**TASK GOAL:** All of the data below needs to be set down once more, exactly as written.
DATA SECTION Start Marker
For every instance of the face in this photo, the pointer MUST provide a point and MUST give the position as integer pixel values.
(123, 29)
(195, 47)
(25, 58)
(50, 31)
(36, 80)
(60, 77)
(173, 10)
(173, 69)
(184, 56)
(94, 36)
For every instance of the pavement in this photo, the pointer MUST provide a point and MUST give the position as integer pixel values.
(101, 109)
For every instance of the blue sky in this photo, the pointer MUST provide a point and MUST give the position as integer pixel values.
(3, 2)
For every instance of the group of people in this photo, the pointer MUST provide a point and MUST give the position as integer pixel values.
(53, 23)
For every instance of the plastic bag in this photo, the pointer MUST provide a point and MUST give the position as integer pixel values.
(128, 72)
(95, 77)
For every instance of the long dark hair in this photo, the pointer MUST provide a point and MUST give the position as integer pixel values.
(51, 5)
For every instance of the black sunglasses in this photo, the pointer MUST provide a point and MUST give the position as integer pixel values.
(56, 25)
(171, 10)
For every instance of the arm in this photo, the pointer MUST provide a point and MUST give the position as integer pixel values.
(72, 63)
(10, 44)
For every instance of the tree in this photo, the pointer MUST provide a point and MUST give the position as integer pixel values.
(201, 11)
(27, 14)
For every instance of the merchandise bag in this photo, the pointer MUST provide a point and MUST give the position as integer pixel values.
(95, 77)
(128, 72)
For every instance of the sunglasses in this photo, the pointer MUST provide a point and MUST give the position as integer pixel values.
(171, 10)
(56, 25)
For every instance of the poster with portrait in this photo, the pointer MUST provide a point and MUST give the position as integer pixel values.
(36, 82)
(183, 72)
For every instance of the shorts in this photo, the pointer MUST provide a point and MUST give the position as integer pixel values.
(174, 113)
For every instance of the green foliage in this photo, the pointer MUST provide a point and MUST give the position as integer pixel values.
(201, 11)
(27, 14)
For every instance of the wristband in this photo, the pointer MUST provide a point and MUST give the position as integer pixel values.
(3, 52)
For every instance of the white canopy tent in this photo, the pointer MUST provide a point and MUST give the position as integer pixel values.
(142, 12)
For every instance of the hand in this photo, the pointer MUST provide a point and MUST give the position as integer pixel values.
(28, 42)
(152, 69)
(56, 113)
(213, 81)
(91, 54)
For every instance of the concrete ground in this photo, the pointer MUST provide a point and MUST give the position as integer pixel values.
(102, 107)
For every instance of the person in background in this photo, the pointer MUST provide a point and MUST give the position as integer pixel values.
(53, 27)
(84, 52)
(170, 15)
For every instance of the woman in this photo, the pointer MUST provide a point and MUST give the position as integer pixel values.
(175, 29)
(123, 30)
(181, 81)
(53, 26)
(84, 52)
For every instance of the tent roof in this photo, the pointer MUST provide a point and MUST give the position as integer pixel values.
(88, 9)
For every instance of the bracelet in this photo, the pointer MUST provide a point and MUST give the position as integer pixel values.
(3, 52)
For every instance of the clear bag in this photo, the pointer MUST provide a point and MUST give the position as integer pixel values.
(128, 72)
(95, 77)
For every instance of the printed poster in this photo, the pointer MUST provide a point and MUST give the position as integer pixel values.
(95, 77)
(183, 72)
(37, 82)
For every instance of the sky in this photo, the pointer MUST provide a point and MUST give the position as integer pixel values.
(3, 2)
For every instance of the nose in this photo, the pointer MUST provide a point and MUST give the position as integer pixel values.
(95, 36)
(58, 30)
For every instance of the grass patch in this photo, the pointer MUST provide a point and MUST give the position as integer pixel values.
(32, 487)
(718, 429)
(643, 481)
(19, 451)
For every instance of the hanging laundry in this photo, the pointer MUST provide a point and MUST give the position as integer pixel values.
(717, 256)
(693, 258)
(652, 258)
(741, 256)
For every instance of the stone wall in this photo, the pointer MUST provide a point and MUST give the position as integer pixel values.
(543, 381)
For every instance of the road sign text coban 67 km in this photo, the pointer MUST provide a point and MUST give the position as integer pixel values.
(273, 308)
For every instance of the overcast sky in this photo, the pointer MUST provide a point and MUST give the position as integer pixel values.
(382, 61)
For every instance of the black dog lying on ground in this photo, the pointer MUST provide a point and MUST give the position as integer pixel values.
DATA SECTION End Marker
**RESULT OF THE TASK:**
For every instance of the face in this photo, the pointer MUST provide a point and MUST give the position as integer pixel values.
(123, 29)
(195, 47)
(25, 58)
(50, 31)
(36, 80)
(60, 77)
(173, 10)
(173, 69)
(184, 56)
(94, 36)
For every instance of the pavement in this photo, the pointer MUST provide a point and MUST give the position as integer pixel values.
(101, 109)
For every instance of the blue sky in this photo, the pointer MUST provide a point and MUST give the position as integer pixel values.
(3, 2)
For every instance of the group of people in this photo, the pointer MUST provide a point and MUST give the position as integer pixel values.
(53, 23)
For every instance of the plastic bag in this photo, the pointer MUST provide a point and MUST give the position as integer pixel values.
(128, 72)
(95, 77)
For every instance of the long dark hair in this photo, the pointer MUST provide a point and MUST give the position as integer pixel values.
(51, 5)
For every instance of the black sunglasses in this photo, the pointer MUST provide a point and MUST give the position as integer pixel values.
(56, 25)
(171, 10)
For every instance of the arm in this photo, the pointer MUST provide a point and MUST give the position as integer pixel values.
(72, 63)
(10, 44)
For every instance of the tree in this photo, the pointer MUST provide a point and MUST give the position as integer pixel values.
(201, 11)
(27, 14)
For every instance of the merchandise bag in this photo, the pointer MUST provide a point and MUST give the position as integer pixel values.
(95, 77)
(128, 72)
For every instance of the sunglasses in this photo, the pointer MUST provide a point and MUST give the position as integer pixel values.
(171, 10)
(56, 25)
For every instance of the poster with portrait in this photo, the pointer MUST provide a point and MUST give the position as integer pixel values.
(36, 82)
(183, 72)
For every instance of the shorts in this photo, the pointer MUST provide a point and MUST give the position as integer pixel values.
(174, 113)
For every instance of the green foliage in this photo, the pointer MUST provide a point and MUST give the position as integer pixel values.
(201, 11)
(27, 14)
For every instance of the wristband in this photo, the pointer MUST provide a point and MUST give the position as integer pixel values.
(3, 52)
For every instance of the white canopy tent in this photo, the pointer MUST provide a point and MUST give the position as integer pixel values.
(142, 12)
For every instance of the hand in this photo, the pointer MUST provide a point and MUST give the position as integer pixel values.
(28, 42)
(152, 69)
(56, 113)
(213, 81)
(91, 54)
For every instance of the concrete ground in this photo, the pointer MUST provide a point and MUST give the position as integer pixel values.
(102, 107)
For every instance of the person in background in this photo, the pointer MUST provide a point and MUST give the position as integer pixel values.
(53, 27)
(84, 52)
(170, 15)
For every instance of the woman in this photo, the pointer MUST provide a point and MUST give the position as integer pixel values.
(175, 29)
(123, 30)
(181, 81)
(53, 26)
(84, 52)
For every instance of the tent roof in this photo, the pointer MUST provide a point and MUST give the position as integer pixel values.
(88, 9)
For every instance of the bracelet in this photo, the pointer MUST provide a point and MUST give the position as integer pixel values.
(3, 52)
For every instance of the clear bag in this photo, the pointer MUST provide a point and MUST give the position as integer pixel values.
(128, 72)
(95, 77)
For every instance of the printed poster in this photo, the pointer MUST provide a point and MUST give the position as integer pixel values.
(95, 77)
(183, 72)
(37, 82)
For every instance of the sky in this photo, the pointer MUST provide a point and MUST give the position as integer pixel values.
(3, 2)
For every instance of the nose in this photo, the pointer MUST provide a point and MUST give the position as integer pixel values.
(95, 36)
(58, 30)
For every instance of the grass patch in this photo, the pointer MUST provide a point and MUST give the position as integer pixel values.
(32, 487)
(718, 429)
(643, 481)
(19, 451)
For every instance of the hanging laundry in this photo, the pointer MUST provide a point and MUST give the position as integer pixel values.
(717, 256)
(693, 258)
(652, 258)
(741, 256)
For every instance of the stone wall in this photo, the pointer MUST provide a point and MUST give the position as integer pixel values.
(543, 381)
For every instance of the road sign text coban 67 km in this photo, the pointer MUST provide a point and MUST give the position as integer pixel values.
(273, 308)
For every instance of the overcast sky in this photo, the pointer MUST provide a point and MUST give the position as integer pixel values.
(382, 61)
For every instance of the black dog lying on ground in this photo, the pointer MUST provide a point and MUST give the position as integer pixel values.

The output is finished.